**THE TASK**
The entries below must be returned exactly as they stand.

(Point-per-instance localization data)
====================

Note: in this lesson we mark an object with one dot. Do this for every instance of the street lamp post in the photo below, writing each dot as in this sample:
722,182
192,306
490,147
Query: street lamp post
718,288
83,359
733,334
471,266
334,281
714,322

====================

**TASK RESULT**
Note: in this lesson we mark an object with one dot. Do this for every instance of the street lamp post in the photo below, writing each dot as in this sample:
722,182
192,306
490,147
Query: street lamp post
718,288
83,359
733,334
471,266
334,281
714,322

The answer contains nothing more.